→ SELECTED EXCERPT:
— start —
Common name elements in Tolkien's works

This lexicon lists some of the more common elements found in the names of places and people in Tolkien's work. These are mainly derived from Elvish tongues, but some common forms from other languages, such as Old English or Adûnaic, are also included, as well as a few less recognisable words that are still found in modern English. There are very large number of these name elements, and this page is being expanded to include more over time.

Where possible, the particular Elvish source language for an element is shown, but sometimes this is not possible (for example, where a common root word occurs in more than one language). In cases like this, terms are simply labelled 'Elvish root'.
— end —
→ RECORDED DATA:
— start —
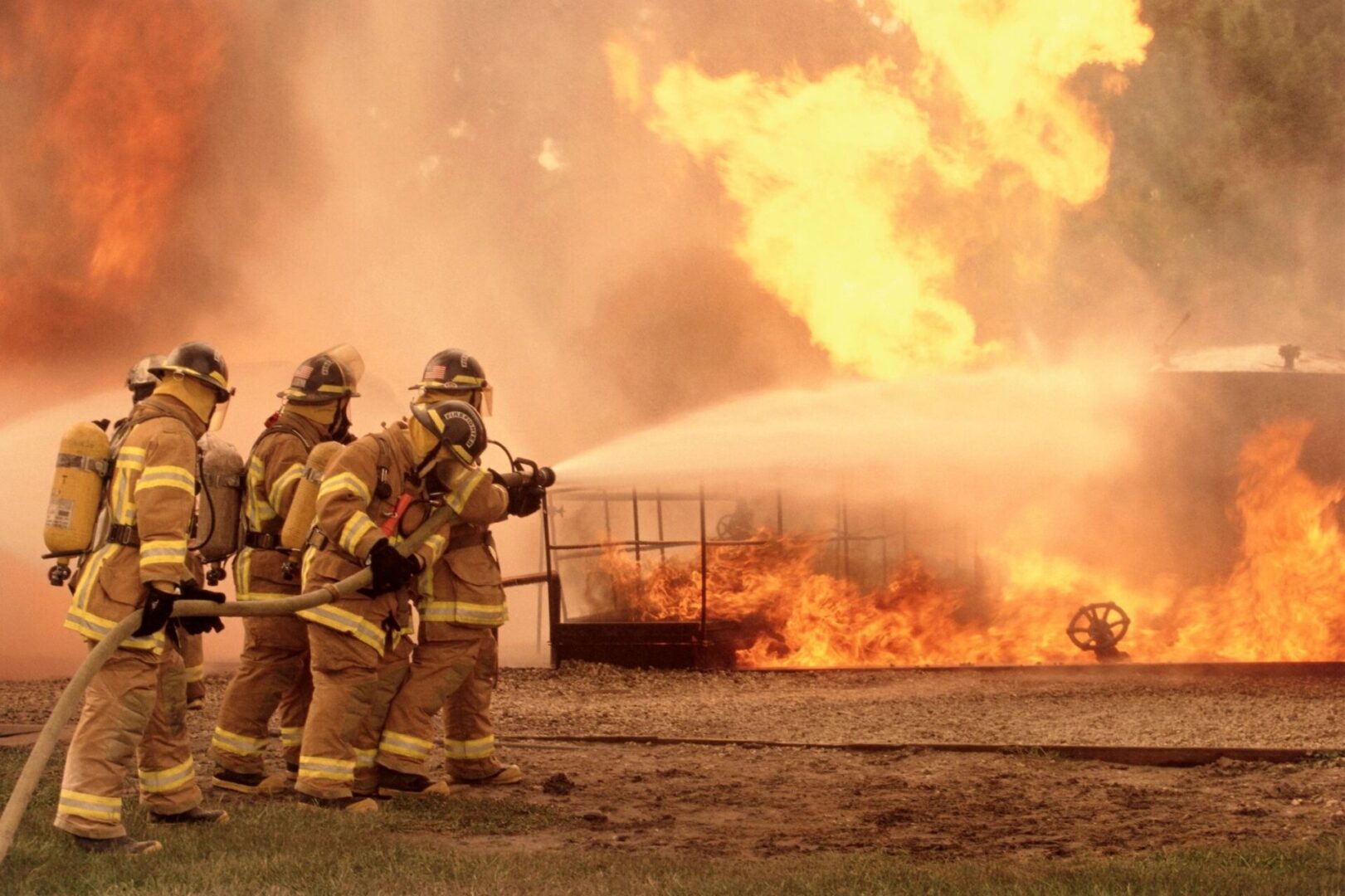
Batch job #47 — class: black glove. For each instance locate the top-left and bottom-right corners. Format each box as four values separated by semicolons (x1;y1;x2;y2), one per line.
178;582;225;635
362;538;420;597
130;587;178;638
509;482;546;517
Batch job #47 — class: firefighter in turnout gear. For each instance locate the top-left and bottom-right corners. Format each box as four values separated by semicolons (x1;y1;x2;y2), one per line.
378;348;535;795
210;348;363;794
295;402;488;811
124;355;206;709
55;342;232;855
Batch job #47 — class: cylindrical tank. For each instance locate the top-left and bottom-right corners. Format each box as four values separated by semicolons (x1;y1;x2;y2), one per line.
41;422;110;585
195;432;243;563
280;441;342;550
1072;344;1345;582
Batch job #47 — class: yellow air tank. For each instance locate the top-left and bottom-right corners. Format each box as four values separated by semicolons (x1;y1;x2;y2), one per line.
192;432;243;585
41;422;110;585
280;441;340;550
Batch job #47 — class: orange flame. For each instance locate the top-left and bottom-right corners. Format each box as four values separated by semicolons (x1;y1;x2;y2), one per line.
604;0;1153;379
0;0;225;355
602;421;1345;667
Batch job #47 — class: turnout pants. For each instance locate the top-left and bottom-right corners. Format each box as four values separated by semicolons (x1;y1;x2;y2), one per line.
178;630;206;702
353;638;416;795
210;616;314;775
295;623;410;799
378;626;499;779
55;642;201;840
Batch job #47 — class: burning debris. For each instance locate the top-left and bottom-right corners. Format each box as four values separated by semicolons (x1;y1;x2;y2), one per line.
546;420;1345;669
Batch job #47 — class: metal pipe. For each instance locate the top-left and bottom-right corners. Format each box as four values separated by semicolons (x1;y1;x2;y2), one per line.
631;489;641;563
654;489;667;562
701;485;710;645
0;507;457;862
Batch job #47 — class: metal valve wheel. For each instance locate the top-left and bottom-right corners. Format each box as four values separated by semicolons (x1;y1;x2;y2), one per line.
1065;601;1130;656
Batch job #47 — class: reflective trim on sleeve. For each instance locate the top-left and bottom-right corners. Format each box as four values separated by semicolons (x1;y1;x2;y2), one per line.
136;467;197;496
140;759;197;794
444;734;495;759
210;728;266;756
318;471;373;506
444;470;490;514
338;511;377;557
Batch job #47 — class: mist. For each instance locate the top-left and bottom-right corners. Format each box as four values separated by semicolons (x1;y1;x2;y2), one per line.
0;0;1345;674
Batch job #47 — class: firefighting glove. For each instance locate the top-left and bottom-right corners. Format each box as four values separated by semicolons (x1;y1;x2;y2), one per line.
360;538;420;597
130;587;178;638
178;582;225;635
509;482;546;517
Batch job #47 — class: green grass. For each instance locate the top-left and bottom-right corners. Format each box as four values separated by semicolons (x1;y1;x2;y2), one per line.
0;749;1345;896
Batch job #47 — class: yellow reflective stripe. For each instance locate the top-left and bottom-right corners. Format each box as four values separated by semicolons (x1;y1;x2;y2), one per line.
73;543;121;608
56;790;121;822
139;759;197;794
295;604;385;655
299;756;355;782
444;734;495;759
266;464;304;514
421;600;509;626
136;467;197;495
65;606;167;654
234;546;251;592
210;728;266;756
318;472;373;506
378;731;435;759
140;538;187;567
336;511;377;557
444;470;490;514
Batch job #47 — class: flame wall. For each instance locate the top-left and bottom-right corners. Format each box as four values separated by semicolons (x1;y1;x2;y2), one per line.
0;0;1345;670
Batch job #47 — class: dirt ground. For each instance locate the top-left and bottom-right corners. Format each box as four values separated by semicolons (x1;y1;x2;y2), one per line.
0;666;1345;859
— end —
→ INSTRUCTIONS TO FOLLOW: Quote the text on common name elements in Tolkien's works, copying everything from "Common name elements" down to "labelled 'Elvish root'.".

→ OUTPUT BELOW:
Common name elements in Tolkien's works

This lexicon lists some of the more common elements found in the names of places and people in Tolkien's work. These are mainly derived from Elvish tongues, but some common forms from other languages, such as Old English or Adûnaic, are also included, as well as a few less recognisable words that are still found in modern English. There are very large number of these name elements, and this page is being expanded to include more over time.

Where possible, the particular Elvish source language for an element is shown, but sometimes this is not possible (for example, where a common root word occurs in more than one language). In cases like this, terms are simply labelled 'Elvish root'.